Recorded data:

● ● ●

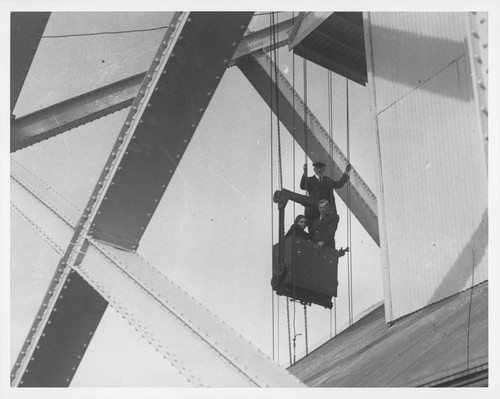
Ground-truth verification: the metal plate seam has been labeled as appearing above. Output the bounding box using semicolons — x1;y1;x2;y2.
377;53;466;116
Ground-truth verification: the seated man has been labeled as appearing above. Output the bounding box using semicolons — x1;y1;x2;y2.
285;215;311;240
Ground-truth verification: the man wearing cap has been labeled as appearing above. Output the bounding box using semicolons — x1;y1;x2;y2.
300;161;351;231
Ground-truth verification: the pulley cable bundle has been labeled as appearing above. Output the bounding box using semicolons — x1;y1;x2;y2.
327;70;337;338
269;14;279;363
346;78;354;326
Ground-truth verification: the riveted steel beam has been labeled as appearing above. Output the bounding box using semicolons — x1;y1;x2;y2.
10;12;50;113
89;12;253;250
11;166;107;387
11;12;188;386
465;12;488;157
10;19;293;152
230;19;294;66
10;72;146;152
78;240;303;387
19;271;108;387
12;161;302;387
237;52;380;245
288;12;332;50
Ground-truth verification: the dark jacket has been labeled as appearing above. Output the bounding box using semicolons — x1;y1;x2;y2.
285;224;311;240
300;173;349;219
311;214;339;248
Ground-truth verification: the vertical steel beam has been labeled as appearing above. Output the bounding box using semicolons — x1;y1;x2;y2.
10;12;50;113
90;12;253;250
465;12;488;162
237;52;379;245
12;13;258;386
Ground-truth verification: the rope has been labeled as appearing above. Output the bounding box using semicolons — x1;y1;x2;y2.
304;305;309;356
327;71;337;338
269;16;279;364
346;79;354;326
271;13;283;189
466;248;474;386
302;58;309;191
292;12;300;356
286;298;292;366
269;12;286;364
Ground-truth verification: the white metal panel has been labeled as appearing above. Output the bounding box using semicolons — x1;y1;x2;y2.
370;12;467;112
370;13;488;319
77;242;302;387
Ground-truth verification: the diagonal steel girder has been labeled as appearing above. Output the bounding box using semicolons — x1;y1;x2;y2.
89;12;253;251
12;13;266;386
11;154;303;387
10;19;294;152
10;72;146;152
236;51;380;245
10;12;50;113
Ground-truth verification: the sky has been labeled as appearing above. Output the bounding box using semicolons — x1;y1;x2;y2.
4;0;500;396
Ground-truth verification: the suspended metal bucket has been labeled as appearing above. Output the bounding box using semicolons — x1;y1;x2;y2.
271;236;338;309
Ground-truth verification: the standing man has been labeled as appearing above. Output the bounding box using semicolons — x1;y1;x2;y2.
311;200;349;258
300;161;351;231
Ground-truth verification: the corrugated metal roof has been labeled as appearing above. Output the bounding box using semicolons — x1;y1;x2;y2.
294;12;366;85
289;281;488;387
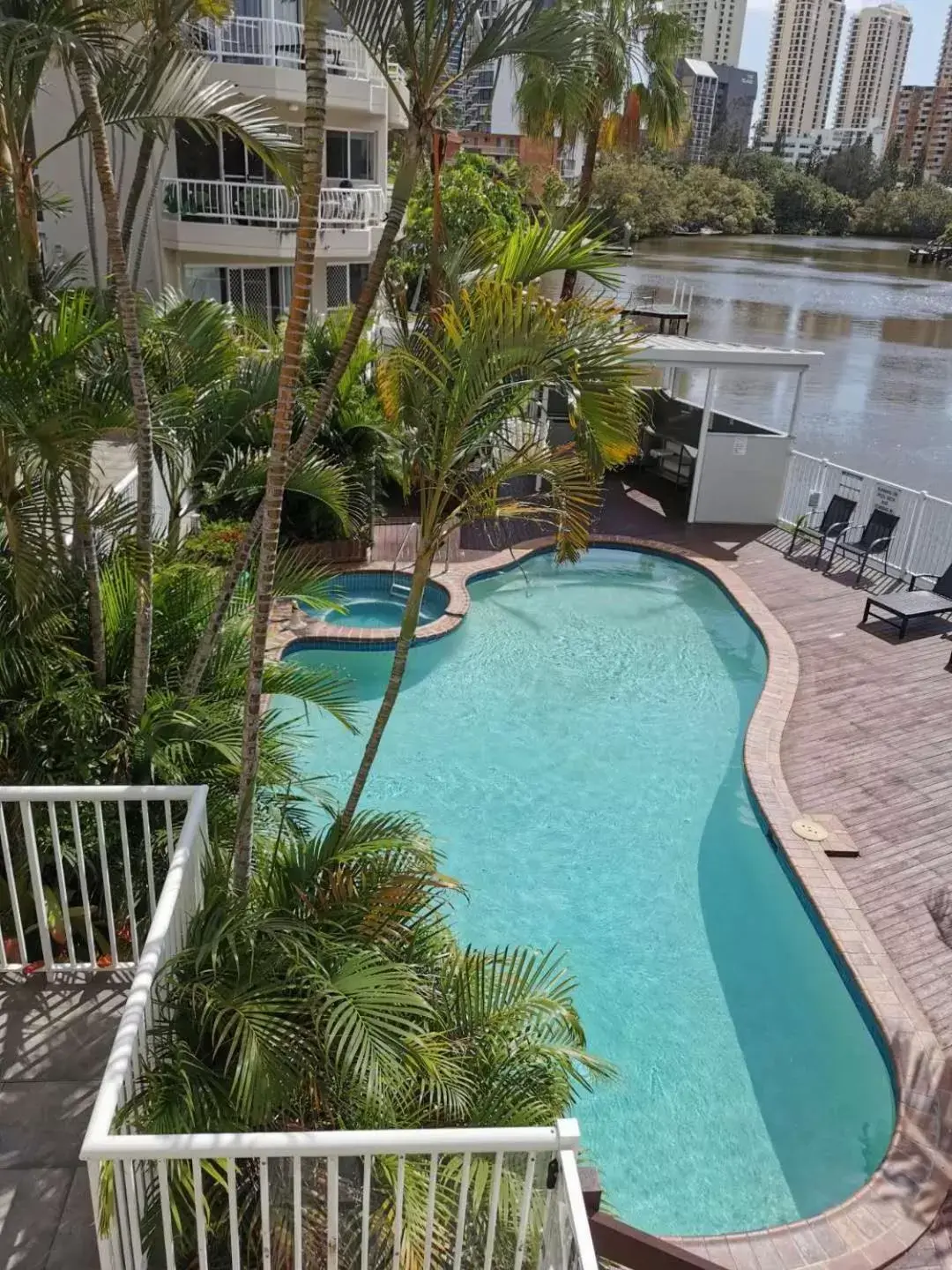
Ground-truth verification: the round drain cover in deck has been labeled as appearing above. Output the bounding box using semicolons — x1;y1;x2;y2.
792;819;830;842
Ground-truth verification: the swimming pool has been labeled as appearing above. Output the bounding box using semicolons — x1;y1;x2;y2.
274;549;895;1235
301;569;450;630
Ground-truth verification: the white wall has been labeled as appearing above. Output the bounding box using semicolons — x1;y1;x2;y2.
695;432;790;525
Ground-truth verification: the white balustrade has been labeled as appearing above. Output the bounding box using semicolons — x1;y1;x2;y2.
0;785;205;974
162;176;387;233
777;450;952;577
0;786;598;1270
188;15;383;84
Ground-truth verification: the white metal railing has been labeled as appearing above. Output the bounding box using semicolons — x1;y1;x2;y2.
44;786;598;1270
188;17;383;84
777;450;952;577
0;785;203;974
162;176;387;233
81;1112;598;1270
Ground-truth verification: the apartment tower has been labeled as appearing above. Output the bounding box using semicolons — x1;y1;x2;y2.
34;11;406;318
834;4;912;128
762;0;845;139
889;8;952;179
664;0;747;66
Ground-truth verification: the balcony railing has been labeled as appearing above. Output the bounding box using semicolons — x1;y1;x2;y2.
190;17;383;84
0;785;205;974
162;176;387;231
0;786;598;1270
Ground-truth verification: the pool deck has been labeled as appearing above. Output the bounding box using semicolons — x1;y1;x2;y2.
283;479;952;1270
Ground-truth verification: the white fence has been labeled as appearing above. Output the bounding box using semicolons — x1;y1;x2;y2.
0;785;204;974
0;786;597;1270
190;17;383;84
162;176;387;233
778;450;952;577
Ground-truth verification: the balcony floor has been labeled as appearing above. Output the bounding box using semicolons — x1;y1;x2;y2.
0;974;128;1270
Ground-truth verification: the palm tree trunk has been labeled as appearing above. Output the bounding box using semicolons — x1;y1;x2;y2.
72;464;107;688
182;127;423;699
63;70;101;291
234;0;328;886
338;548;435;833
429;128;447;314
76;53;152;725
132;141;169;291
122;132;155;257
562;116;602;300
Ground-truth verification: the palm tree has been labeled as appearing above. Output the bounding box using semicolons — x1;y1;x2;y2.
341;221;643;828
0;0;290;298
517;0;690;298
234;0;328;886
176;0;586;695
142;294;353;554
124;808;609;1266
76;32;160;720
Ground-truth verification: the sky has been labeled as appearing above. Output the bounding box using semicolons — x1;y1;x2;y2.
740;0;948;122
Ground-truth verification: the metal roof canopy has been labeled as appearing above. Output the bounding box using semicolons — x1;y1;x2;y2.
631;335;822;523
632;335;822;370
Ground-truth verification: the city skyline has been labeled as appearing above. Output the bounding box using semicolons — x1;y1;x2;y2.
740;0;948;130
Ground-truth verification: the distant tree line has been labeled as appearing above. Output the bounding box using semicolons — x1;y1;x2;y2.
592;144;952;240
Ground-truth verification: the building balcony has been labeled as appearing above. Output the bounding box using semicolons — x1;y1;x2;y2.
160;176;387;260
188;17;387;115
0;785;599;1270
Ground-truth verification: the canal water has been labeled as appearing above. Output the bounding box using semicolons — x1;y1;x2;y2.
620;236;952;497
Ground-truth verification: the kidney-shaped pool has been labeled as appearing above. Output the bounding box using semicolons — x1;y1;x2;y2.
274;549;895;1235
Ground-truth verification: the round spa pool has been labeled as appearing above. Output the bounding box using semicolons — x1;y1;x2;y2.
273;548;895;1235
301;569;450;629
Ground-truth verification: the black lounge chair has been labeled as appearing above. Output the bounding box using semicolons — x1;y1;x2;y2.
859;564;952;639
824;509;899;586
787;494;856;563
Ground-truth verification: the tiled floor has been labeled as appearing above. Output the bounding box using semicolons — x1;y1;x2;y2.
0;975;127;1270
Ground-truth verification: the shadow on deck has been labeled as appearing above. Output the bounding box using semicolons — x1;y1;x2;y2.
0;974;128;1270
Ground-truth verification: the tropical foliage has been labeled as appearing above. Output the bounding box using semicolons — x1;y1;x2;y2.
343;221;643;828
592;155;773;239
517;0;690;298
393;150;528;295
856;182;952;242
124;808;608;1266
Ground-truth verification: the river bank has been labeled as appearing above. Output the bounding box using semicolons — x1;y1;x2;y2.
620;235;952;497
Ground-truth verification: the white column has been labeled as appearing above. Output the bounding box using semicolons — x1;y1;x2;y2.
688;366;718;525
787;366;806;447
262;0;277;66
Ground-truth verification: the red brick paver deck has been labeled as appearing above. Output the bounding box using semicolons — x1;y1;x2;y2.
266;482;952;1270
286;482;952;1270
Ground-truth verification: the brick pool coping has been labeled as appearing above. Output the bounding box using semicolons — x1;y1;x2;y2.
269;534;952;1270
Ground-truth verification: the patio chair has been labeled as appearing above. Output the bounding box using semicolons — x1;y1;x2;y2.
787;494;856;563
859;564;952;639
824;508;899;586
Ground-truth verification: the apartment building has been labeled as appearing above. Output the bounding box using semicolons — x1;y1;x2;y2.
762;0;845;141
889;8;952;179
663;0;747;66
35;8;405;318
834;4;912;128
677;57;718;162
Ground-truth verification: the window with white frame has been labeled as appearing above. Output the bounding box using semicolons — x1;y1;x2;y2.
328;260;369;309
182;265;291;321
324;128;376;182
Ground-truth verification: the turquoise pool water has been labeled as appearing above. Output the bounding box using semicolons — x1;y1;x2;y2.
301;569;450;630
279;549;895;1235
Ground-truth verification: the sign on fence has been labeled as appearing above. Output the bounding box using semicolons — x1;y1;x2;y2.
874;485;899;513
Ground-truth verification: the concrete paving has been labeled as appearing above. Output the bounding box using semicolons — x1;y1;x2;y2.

● ● ●

#### [Aim]
Could you transcribe the data above, from the line with "Ground-truth verification: the canal" to the line with "301;569;450;629", including both of those lines and keeping every character unchanged?

#### [Solution to the exercise]
Ground-truth verification: the canal water has been labeled as appearing above. Output the bounding box using semicolons — x1;y1;x2;y2.
620;236;952;497
Ground-truth verification: the kidney-shaped pool has been labeled as appearing above. Output the bounding box using semicolons — x1;y1;x2;y2.
274;549;895;1235
Ground-truth verification: the round spa pool has been labeled as appearing above. Output the bounding box using semicolons — x1;y1;x2;y2.
273;548;895;1235
301;569;450;629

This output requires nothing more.